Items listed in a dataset
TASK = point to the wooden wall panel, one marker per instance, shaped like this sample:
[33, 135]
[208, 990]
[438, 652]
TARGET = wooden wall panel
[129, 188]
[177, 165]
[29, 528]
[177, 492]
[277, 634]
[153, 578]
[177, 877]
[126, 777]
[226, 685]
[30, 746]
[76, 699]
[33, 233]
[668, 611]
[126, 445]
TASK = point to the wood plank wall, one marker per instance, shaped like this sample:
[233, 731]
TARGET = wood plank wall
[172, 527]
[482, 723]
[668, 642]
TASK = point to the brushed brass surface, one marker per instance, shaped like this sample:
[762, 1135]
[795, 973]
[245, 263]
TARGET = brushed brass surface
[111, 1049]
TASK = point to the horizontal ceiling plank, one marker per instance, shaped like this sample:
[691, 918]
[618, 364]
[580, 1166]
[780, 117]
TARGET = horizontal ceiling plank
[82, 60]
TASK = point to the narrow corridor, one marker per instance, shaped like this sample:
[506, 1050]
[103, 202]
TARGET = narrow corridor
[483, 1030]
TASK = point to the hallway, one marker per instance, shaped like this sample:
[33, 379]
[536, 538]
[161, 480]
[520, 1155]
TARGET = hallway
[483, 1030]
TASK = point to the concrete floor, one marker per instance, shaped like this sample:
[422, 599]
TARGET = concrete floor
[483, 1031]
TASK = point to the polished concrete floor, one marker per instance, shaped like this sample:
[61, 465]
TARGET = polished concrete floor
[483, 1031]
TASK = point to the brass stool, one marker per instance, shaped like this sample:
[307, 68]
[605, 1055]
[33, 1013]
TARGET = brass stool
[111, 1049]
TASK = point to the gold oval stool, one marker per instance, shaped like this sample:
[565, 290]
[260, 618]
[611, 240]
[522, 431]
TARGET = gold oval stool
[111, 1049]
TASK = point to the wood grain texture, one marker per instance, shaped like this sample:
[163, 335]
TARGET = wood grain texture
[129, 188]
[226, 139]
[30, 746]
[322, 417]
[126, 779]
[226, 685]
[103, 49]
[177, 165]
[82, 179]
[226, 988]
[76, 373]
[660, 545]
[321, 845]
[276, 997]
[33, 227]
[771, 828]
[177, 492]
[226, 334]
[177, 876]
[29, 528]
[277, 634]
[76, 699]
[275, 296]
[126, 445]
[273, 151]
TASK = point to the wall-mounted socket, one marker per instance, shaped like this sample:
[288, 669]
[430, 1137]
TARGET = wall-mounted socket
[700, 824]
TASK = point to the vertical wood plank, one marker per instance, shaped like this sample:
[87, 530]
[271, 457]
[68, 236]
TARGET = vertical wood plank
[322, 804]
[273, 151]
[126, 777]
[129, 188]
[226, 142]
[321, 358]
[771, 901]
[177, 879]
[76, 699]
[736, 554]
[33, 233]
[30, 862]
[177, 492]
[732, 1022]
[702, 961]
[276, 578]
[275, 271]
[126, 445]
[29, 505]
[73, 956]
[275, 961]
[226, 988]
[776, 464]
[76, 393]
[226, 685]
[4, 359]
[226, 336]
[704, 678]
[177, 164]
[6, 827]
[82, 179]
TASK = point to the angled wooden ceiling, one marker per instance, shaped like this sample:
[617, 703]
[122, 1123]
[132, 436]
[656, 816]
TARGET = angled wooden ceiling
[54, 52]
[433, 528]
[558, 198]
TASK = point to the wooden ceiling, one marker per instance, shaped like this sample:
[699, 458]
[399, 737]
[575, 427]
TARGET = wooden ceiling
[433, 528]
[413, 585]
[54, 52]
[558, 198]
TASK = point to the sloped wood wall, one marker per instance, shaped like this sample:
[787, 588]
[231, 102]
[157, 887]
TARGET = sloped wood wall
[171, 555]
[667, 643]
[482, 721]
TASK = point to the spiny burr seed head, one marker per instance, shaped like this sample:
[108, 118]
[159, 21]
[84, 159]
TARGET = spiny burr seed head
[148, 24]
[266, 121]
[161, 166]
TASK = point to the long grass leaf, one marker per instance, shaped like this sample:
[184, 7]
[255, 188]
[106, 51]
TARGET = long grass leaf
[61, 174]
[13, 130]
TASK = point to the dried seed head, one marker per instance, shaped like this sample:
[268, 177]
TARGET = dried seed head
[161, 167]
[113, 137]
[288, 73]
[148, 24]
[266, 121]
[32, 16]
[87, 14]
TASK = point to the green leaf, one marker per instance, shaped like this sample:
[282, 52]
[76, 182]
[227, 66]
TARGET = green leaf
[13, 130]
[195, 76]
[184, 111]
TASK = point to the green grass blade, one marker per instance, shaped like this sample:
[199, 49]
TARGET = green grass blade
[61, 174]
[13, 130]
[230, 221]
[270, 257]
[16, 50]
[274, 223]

◆ Exercise prompt
Repeat the data exactly as it was given above.

◆ Written response
TASK = point to the wooden wall panel, one marker per instance, shaped like this sample:
[33, 135]
[208, 990]
[438, 652]
TARGET = wooden wall panel
[129, 188]
[177, 165]
[29, 528]
[177, 492]
[277, 634]
[153, 578]
[177, 877]
[126, 777]
[226, 685]
[30, 746]
[76, 699]
[33, 233]
[668, 611]
[126, 445]
TASK = point to the wood plank wall, one marker per instance, shaped like this sample:
[233, 731]
TARGET = wood plank wall
[172, 527]
[482, 723]
[668, 642]
TASK = point to the brushed brass surface, one marker per instance, shaped like this sample:
[762, 1135]
[795, 973]
[245, 263]
TARGET = brushed brass surface
[111, 1049]
TASK = point to the horizontal ceiling plank, one marker per instance, shaped like this sample:
[691, 918]
[618, 364]
[580, 1166]
[780, 117]
TARGET = horizontal ceiling plank
[82, 60]
TASK = point to the narrow corridor, one marker per instance, shaped like this sample:
[506, 1050]
[103, 202]
TARGET = narrow corridor
[483, 1030]
TASK = point to the hallway, one marker per instance, shaped like this sample:
[33, 379]
[536, 538]
[161, 480]
[520, 1155]
TARGET = hallway
[483, 1030]
TASK = point to the concrete floor, one marker per instance, shaped like this sample:
[422, 599]
TARGET = concrete floor
[483, 1031]
TASK = point to the polished concrete floor, one marker per instance, shaped like this sample:
[61, 465]
TARGET = polished concrete floor
[483, 1031]
TASK = point to the brass stool, one marker per instance, shaped like this sample:
[307, 68]
[605, 1055]
[33, 1013]
TARGET = brass stool
[111, 1049]
TASK = point to the gold oval stool, one marker per instance, shaped like this sample:
[565, 290]
[260, 618]
[611, 240]
[522, 431]
TARGET = gold oval stool
[111, 1049]
TASK = point to the wood grain texture, one marker per instance, shaped like this sample:
[163, 335]
TARGET = wood grain texture
[129, 188]
[226, 139]
[30, 746]
[322, 417]
[126, 779]
[226, 685]
[103, 49]
[177, 165]
[82, 179]
[226, 988]
[76, 373]
[660, 545]
[321, 845]
[276, 997]
[33, 227]
[771, 828]
[177, 492]
[226, 334]
[177, 876]
[29, 528]
[277, 634]
[76, 699]
[275, 296]
[126, 445]
[273, 151]
TASK = point to the wall-mounted socket, one marker per instance, shaped like this sample:
[288, 669]
[430, 1137]
TARGET = wall-mounted socket
[700, 824]
TASK = point to the vertical wood plank, one marker per instance, shaped like this sample:
[87, 530]
[271, 457]
[68, 236]
TARGET = vertical wood plank
[322, 804]
[273, 151]
[126, 777]
[129, 188]
[226, 142]
[321, 358]
[771, 901]
[177, 879]
[76, 699]
[736, 554]
[33, 233]
[30, 862]
[177, 492]
[732, 1022]
[702, 961]
[276, 578]
[275, 271]
[126, 445]
[29, 505]
[73, 956]
[275, 961]
[226, 988]
[776, 464]
[76, 393]
[226, 685]
[4, 359]
[226, 336]
[704, 678]
[177, 164]
[6, 827]
[82, 179]
TASK = point to the angled wooden ceiling, one marker per instance, shaped like this sample:
[617, 703]
[122, 1123]
[132, 436]
[656, 816]
TARGET = angled wooden ceiling
[54, 52]
[433, 528]
[558, 198]
TASK = point to the wooden ceiling, one marker per instance, shaped like this sample:
[699, 458]
[399, 737]
[575, 427]
TARGET = wooden ceiling
[433, 528]
[413, 585]
[54, 52]
[558, 198]
TASK = point to the sloped wood wall, one marker per instance, shaped like this sample:
[787, 588]
[231, 102]
[157, 887]
TARGET = sloped wood wall
[171, 555]
[667, 643]
[482, 721]
TASK = point to the spiny burr seed head, one marker per instance, shaped like this sample:
[108, 118]
[159, 21]
[84, 159]
TARGET = spiny burr seed head
[148, 24]
[266, 121]
[161, 166]
TASK = point to the long grass leaf, one marker per instance, shaped like this sample:
[184, 7]
[255, 188]
[106, 51]
TARGET = long grass leaf
[61, 174]
[13, 130]
TASK = point to the dried seed head, one marker per instance, shaped like this sample:
[268, 177]
TARGET = dried seed head
[161, 167]
[113, 137]
[288, 73]
[148, 24]
[266, 121]
[32, 16]
[87, 14]
TASK = point to the green leaf, one marker per instance, shaped like this sample:
[282, 52]
[76, 182]
[227, 66]
TARGET = green leaf
[13, 130]
[195, 76]
[184, 111]
TASK = point to the green grass blade, one marker per instance, shaped like this sample:
[199, 49]
TARGET = green grass blade
[61, 174]
[13, 130]
[230, 221]
[270, 257]
[16, 50]
[274, 223]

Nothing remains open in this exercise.